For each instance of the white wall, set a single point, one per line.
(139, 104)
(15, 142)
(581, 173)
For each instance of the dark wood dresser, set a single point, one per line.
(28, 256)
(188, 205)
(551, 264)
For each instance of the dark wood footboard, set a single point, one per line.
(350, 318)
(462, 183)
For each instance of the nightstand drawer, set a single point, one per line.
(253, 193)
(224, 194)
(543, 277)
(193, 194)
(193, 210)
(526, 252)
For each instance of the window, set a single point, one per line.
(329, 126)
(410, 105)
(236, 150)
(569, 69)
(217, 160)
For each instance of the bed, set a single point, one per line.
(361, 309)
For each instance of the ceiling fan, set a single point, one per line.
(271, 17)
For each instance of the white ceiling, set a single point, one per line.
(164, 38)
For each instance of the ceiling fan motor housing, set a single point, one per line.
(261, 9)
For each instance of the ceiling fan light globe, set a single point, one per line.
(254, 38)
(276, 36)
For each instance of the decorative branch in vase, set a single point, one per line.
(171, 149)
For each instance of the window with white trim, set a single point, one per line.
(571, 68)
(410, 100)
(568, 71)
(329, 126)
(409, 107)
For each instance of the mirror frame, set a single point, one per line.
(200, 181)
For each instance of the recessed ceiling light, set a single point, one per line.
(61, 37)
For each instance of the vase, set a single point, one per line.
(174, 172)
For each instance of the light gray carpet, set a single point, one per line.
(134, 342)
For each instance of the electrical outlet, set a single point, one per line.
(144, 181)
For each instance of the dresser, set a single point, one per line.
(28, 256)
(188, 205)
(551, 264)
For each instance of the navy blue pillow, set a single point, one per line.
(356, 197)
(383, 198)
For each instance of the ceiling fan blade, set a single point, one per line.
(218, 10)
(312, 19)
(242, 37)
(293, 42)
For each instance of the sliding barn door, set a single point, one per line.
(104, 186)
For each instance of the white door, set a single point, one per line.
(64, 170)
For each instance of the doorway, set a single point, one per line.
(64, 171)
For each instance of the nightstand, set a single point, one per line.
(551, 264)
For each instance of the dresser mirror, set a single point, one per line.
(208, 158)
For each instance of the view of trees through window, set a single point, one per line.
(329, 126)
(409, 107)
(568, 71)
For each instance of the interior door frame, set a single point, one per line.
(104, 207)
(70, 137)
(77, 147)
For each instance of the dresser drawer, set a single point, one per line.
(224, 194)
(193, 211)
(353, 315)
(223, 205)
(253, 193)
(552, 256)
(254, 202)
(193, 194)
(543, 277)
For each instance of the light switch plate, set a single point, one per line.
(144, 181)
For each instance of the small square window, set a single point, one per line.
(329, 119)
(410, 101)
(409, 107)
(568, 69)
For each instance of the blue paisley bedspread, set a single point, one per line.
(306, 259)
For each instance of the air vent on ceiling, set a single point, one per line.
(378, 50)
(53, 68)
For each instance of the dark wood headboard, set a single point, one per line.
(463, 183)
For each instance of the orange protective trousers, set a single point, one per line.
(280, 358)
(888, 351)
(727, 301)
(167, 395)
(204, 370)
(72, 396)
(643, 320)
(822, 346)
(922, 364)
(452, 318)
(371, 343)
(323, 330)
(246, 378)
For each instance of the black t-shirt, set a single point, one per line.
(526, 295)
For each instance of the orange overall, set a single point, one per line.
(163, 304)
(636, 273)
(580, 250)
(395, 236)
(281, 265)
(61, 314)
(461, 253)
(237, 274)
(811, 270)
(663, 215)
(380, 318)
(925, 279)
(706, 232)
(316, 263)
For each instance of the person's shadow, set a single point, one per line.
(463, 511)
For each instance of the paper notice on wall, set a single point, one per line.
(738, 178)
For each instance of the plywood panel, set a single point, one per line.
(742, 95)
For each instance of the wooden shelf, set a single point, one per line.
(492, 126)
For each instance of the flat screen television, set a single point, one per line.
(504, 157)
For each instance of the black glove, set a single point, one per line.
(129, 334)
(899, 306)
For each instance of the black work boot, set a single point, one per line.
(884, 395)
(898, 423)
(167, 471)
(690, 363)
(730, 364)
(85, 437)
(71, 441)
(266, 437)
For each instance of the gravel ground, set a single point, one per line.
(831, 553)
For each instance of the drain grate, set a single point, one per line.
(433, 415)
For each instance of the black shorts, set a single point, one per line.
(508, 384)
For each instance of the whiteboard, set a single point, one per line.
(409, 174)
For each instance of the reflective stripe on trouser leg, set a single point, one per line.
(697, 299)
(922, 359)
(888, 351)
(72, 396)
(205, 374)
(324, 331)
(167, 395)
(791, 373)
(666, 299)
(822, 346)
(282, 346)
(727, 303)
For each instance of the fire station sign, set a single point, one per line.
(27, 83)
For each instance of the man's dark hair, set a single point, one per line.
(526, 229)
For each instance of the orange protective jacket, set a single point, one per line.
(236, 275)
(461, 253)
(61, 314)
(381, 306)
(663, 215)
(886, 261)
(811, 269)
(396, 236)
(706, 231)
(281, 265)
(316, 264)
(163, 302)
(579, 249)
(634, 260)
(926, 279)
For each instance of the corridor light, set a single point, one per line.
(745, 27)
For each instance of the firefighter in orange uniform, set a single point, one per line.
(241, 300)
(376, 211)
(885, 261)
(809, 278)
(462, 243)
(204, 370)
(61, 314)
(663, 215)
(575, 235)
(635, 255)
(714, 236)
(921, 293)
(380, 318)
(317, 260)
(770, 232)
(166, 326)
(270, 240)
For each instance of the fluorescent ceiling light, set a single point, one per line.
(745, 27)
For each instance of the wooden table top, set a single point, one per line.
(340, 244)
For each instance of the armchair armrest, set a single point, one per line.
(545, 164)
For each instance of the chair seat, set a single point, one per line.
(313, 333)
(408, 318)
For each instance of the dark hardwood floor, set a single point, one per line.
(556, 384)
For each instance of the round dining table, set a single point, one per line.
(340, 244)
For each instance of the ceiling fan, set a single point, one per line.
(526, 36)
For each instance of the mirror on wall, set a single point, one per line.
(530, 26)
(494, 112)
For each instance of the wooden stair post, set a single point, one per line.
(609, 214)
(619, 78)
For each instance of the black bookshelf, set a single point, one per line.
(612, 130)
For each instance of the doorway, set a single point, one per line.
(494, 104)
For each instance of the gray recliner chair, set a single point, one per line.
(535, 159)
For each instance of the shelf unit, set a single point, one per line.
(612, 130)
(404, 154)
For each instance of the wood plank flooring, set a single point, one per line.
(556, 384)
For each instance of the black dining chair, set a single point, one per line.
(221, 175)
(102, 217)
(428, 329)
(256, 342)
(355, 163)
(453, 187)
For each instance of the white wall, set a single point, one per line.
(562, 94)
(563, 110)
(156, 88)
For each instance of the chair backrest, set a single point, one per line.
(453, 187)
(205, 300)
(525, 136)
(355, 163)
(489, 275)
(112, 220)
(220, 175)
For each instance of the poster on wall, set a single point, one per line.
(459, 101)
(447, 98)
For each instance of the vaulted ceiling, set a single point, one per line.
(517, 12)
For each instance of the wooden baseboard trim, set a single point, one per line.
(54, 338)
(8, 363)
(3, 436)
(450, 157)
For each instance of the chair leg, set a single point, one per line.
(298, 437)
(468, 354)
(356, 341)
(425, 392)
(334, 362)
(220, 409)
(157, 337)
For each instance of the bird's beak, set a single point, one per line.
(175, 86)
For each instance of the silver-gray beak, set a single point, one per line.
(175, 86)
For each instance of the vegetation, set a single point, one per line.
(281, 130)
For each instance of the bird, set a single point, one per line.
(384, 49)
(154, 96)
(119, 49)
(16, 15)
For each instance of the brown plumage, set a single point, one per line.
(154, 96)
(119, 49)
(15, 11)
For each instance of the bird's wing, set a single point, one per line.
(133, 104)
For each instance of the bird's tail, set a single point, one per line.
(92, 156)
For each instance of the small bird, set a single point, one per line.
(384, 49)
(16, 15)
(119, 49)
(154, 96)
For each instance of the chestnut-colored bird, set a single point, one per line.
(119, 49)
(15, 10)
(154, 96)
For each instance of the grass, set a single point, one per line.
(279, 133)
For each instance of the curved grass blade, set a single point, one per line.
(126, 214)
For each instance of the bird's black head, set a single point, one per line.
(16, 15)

...

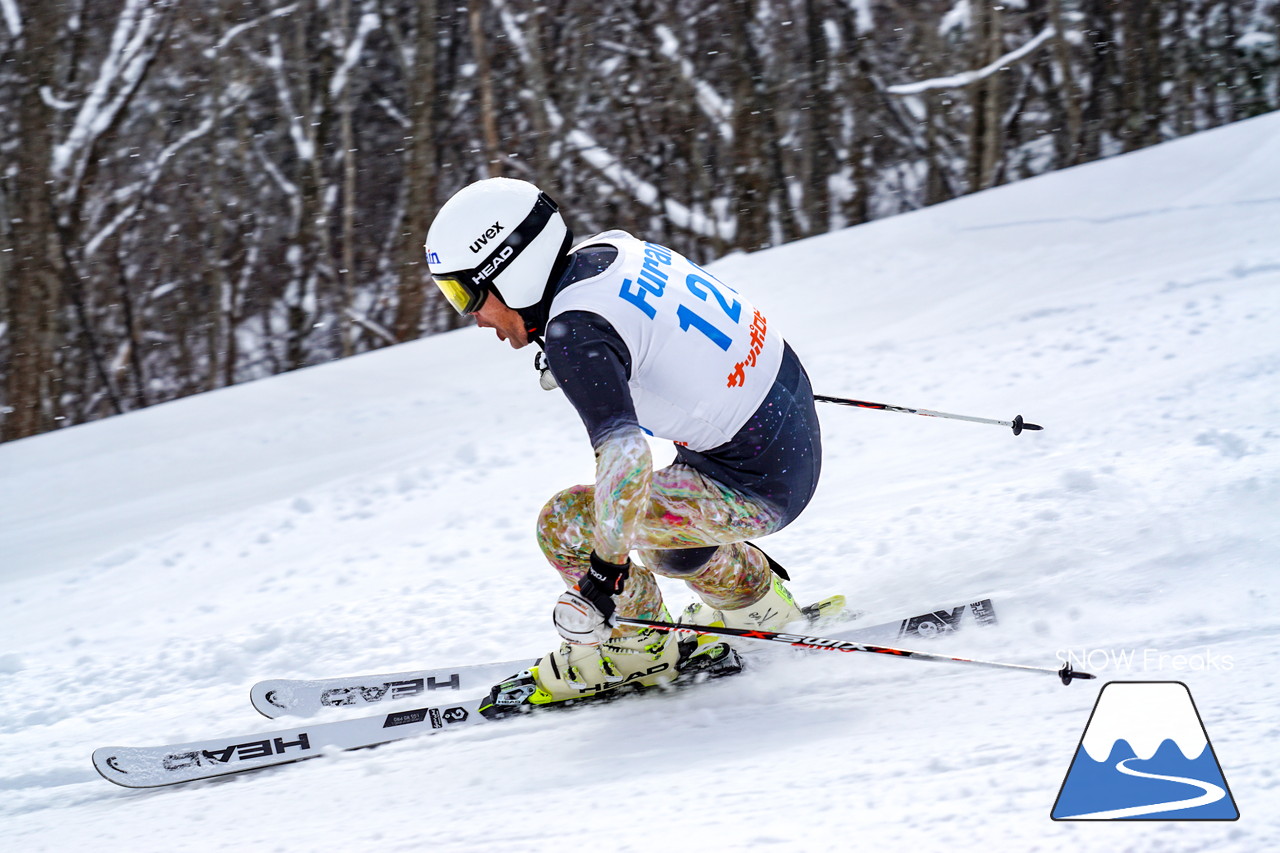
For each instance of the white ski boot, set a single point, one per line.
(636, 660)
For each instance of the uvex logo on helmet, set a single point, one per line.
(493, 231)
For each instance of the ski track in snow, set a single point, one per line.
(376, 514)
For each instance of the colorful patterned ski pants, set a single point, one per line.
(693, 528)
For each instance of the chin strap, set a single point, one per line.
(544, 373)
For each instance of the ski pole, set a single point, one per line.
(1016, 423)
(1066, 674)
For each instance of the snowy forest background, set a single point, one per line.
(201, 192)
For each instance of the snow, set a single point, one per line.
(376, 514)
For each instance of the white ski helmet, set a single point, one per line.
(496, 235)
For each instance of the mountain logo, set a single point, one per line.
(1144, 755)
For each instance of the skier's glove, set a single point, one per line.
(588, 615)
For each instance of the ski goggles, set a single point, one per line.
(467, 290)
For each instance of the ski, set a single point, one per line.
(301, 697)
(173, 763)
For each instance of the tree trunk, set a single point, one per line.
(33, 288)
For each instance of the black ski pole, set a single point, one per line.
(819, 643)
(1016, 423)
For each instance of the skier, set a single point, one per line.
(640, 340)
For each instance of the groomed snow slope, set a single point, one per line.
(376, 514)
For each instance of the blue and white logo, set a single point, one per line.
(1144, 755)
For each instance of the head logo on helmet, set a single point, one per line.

...

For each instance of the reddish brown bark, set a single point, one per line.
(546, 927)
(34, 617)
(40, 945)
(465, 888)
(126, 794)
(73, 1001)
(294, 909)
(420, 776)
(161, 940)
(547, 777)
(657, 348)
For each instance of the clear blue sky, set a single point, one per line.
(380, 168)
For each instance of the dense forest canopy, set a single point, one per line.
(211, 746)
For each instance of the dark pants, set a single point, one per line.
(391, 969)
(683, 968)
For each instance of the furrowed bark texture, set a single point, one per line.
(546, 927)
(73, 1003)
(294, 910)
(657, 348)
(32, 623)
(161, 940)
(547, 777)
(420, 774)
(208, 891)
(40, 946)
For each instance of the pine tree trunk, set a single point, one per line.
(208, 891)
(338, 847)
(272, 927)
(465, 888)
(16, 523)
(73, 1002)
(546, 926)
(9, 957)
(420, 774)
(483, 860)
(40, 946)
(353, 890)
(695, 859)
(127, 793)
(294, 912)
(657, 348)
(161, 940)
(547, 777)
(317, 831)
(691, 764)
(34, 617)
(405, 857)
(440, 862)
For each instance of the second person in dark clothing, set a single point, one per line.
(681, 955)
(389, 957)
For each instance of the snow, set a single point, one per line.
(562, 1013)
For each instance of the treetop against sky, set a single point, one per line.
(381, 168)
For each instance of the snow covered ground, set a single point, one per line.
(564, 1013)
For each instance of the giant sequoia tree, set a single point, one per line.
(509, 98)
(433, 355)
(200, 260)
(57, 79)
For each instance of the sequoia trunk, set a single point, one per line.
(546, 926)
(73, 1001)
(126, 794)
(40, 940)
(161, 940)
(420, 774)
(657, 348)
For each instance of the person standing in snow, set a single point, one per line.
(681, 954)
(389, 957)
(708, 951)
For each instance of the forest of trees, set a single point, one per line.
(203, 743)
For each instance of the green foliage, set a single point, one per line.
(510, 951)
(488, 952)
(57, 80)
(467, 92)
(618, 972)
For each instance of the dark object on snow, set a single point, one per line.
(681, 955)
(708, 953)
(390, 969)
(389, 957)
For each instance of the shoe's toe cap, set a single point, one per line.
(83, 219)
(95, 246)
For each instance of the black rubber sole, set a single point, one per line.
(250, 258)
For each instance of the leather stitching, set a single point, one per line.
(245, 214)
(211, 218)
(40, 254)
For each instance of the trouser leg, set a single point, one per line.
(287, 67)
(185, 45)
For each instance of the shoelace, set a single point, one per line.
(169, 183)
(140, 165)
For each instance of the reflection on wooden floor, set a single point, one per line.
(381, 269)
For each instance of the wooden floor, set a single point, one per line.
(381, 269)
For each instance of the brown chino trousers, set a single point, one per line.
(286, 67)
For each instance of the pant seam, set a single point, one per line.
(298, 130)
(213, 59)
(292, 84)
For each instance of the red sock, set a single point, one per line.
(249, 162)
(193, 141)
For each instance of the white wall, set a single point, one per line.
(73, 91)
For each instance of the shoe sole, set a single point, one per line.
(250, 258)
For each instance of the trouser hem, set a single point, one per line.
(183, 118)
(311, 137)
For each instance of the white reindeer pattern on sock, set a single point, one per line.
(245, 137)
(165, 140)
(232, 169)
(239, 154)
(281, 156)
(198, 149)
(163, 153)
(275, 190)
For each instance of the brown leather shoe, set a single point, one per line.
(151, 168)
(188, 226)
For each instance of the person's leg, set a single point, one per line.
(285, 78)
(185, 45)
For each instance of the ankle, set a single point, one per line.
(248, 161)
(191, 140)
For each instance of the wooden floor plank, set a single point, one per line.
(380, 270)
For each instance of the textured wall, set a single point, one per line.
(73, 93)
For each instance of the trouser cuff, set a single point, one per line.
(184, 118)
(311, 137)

Task to complete> Go to the line with "For each instance of the snowy" in the entries above and repeat every line from there through the line with "For each instance of the head", exactly and with no other text.

Answer below>
For each instance of the snowy forest background, set a single point, one per line.
(201, 192)
For each instance of the snow, set a single point, one per line.
(376, 514)
For each instance of the white ski helmet, set a single point, one per line.
(496, 235)
For each instance of the mountain logo, set a single point, one per line.
(1144, 755)
For each instance of the skier's glove, set a single point, one per line.
(588, 615)
For each instance of the ski goggles, set a single point, one per line.
(467, 290)
For each instance of the ski, set a single point, one per line.
(301, 697)
(173, 763)
For each instance of the tree trunk, set a single point, one per line.
(33, 288)
For each instance of the black ski pole, set a single point, one per line.
(819, 643)
(1016, 423)
For each instance of the skier, set a single point, one per line.
(640, 340)
For each instance of the groomed snow slope, set a single point, one per line.
(376, 514)
For each instance of the blue and white logo, set a single point, one per line.
(1144, 755)
For each instance of the head logo on helmet, set a single point, one per line.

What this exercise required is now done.